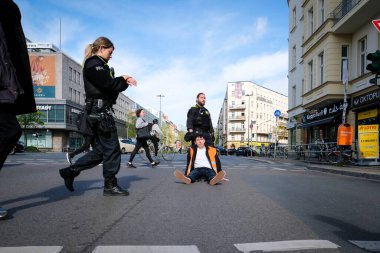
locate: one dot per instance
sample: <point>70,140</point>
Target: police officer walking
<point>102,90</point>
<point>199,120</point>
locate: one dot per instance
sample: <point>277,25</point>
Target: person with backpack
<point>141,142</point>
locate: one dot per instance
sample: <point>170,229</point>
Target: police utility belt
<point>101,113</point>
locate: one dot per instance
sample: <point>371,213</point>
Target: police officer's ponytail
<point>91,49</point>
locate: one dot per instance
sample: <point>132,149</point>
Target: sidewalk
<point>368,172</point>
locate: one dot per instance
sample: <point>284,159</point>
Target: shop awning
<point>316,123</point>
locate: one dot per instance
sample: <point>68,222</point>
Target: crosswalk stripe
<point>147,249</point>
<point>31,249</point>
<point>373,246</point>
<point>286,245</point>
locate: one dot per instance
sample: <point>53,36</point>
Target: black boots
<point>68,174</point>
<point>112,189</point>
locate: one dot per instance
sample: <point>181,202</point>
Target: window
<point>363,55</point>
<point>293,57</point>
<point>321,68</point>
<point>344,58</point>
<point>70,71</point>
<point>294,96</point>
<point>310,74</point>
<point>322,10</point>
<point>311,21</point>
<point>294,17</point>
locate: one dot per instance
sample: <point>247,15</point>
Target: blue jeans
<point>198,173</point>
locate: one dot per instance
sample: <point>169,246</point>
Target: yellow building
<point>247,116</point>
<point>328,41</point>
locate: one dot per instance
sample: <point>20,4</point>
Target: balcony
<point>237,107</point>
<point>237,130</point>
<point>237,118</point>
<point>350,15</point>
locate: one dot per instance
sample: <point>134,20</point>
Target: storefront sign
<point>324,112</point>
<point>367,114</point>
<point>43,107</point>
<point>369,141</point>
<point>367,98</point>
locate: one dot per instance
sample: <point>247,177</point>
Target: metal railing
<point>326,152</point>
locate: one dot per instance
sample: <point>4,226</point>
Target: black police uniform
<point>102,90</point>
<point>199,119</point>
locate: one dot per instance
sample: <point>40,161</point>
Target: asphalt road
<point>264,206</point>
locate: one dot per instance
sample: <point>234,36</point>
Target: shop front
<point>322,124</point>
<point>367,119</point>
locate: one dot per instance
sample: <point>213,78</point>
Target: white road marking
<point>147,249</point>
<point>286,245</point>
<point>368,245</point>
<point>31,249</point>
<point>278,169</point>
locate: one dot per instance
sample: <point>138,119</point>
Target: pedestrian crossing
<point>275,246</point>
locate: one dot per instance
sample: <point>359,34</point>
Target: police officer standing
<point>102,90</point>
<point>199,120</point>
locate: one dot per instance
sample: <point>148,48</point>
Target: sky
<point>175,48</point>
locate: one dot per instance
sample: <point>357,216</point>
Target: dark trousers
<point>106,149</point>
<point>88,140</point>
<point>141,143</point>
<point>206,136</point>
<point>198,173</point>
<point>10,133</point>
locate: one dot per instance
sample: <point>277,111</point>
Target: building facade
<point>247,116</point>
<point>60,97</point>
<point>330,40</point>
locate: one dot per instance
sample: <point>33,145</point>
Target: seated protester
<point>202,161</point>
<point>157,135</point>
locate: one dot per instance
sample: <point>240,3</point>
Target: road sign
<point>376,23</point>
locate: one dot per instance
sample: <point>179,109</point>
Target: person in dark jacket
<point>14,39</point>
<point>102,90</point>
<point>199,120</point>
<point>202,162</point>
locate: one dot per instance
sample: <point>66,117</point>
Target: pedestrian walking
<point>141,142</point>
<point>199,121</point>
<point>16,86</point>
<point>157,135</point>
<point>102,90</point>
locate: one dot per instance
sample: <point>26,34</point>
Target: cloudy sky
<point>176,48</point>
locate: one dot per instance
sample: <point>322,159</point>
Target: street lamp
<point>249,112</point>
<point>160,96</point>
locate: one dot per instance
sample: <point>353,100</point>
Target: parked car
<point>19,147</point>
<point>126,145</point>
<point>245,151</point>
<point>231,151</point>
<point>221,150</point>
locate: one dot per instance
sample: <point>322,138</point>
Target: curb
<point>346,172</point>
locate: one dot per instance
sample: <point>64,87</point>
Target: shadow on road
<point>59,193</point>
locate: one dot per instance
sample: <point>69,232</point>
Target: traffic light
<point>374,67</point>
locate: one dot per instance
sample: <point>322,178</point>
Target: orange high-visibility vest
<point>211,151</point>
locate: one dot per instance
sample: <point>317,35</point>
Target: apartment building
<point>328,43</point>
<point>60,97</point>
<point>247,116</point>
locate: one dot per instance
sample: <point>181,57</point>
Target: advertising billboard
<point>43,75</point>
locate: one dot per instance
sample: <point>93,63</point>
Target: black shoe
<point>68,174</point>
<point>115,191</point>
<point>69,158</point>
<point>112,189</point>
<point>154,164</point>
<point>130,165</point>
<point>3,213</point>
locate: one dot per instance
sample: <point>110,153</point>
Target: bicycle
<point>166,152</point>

+++++

Copy all the rows above word for word, leaving the pictures out of the answer.

**Result for this task**:
locate: one dot per instance
sample: <point>70,140</point>
Target: police officer walking
<point>102,90</point>
<point>199,120</point>
locate: one dot per instance
sample: <point>277,25</point>
Target: person with backpack
<point>141,142</point>
locate: one dot per instance
sample: <point>170,229</point>
Target: police utility belt
<point>101,113</point>
locate: one dot per instance
sample: <point>371,213</point>
Target: police officer's ponytail
<point>91,49</point>
locate: one dot per instance
sample: <point>132,149</point>
Target: sidewalk
<point>368,172</point>
locate: one dot per instance
sample: <point>284,159</point>
Target: shop awning
<point>316,123</point>
locate: one dot per instance
sample: <point>68,222</point>
Target: crosswalk stripe
<point>147,249</point>
<point>31,249</point>
<point>373,246</point>
<point>286,245</point>
locate: one dot per instance
sample: <point>53,36</point>
Target: black boots
<point>68,174</point>
<point>112,189</point>
locate: one dot per instance
sample: <point>181,202</point>
Target: window
<point>363,55</point>
<point>293,57</point>
<point>321,68</point>
<point>344,58</point>
<point>70,71</point>
<point>294,96</point>
<point>310,74</point>
<point>322,10</point>
<point>311,21</point>
<point>294,17</point>
locate: one dot per instance
sample: <point>247,15</point>
Target: blue jeans
<point>198,173</point>
locate: one dot per instance
sample: <point>169,246</point>
Target: yellow building
<point>247,116</point>
<point>328,41</point>
locate: one dot per instance
sample: <point>20,4</point>
Target: balcony
<point>237,107</point>
<point>237,130</point>
<point>237,118</point>
<point>350,15</point>
locate: one dot per instance
sample: <point>134,20</point>
Target: storefront sign
<point>324,112</point>
<point>367,114</point>
<point>43,107</point>
<point>369,141</point>
<point>367,98</point>
locate: one dot per instance
sample: <point>247,177</point>
Target: metal railing
<point>326,152</point>
locate: one dot per instance
sample: <point>4,226</point>
Target: black police uniform
<point>102,90</point>
<point>199,119</point>
locate: one dot per instance
sample: <point>40,161</point>
Target: asphalt road
<point>264,206</point>
locate: one dot per instance
sample: <point>234,36</point>
Target: shop front
<point>322,124</point>
<point>367,119</point>
locate: one dot per instance
sample: <point>213,78</point>
Target: white road marking
<point>147,249</point>
<point>286,245</point>
<point>368,245</point>
<point>31,249</point>
<point>278,169</point>
locate: one dot per instance
sample: <point>138,119</point>
Target: pedestrian crossing
<point>275,246</point>
locate: one dot per instance
sample: <point>359,34</point>
Target: police officer standing
<point>102,90</point>
<point>199,120</point>
locate: one dot per instance
sample: <point>148,48</point>
Target: sky
<point>175,48</point>
locate: one dot per instance
sample: <point>357,216</point>
Target: dark trousers
<point>106,149</point>
<point>88,140</point>
<point>141,143</point>
<point>206,136</point>
<point>198,173</point>
<point>10,133</point>
locate: one dot per instance
sample: <point>277,111</point>
Target: building facade
<point>247,116</point>
<point>60,97</point>
<point>330,40</point>
locate: one dot per instance
sample: <point>33,145</point>
Target: seated protester
<point>202,161</point>
<point>157,135</point>
locate: one dot per instance
sample: <point>240,3</point>
Target: road sign
<point>376,23</point>
locate: one dot per instance
sample: <point>179,109</point>
Target: person in dark jacket
<point>14,39</point>
<point>102,90</point>
<point>199,120</point>
<point>202,162</point>
locate: one dot per instance
sample: <point>66,117</point>
Target: pedestrian walking
<point>141,142</point>
<point>199,121</point>
<point>16,86</point>
<point>157,135</point>
<point>102,90</point>
locate: one dot per instance
sample: <point>26,34</point>
Target: cloudy sky
<point>176,48</point>
locate: one dot per instance
sample: <point>322,159</point>
Target: street lamp
<point>249,112</point>
<point>160,96</point>
locate: one dot per instance
sample: <point>353,100</point>
Target: parked car
<point>19,147</point>
<point>126,145</point>
<point>245,151</point>
<point>231,151</point>
<point>221,150</point>
locate: one dot per instance
sample: <point>322,138</point>
Target: curb
<point>346,172</point>
locate: one dot per instance
sample: <point>64,87</point>
Target: shadow on road
<point>59,193</point>
locate: one dot per instance
sample: <point>69,232</point>
Target: traffic light
<point>374,67</point>
locate: one dot per instance
sample: <point>322,178</point>
Target: orange high-visibility vest
<point>211,151</point>
locate: one dot per instance
sample: <point>317,35</point>
Target: apartment building
<point>328,43</point>
<point>60,97</point>
<point>247,116</point>
locate: one dot per instance
sample: <point>181,57</point>
Target: advertising billboard
<point>43,75</point>
locate: one dot per instance
sample: <point>93,63</point>
Target: black shoe
<point>68,174</point>
<point>115,191</point>
<point>69,158</point>
<point>112,189</point>
<point>154,164</point>
<point>130,165</point>
<point>3,213</point>
locate: one dot per instance
sample: <point>110,153</point>
Target: bicycle
<point>166,152</point>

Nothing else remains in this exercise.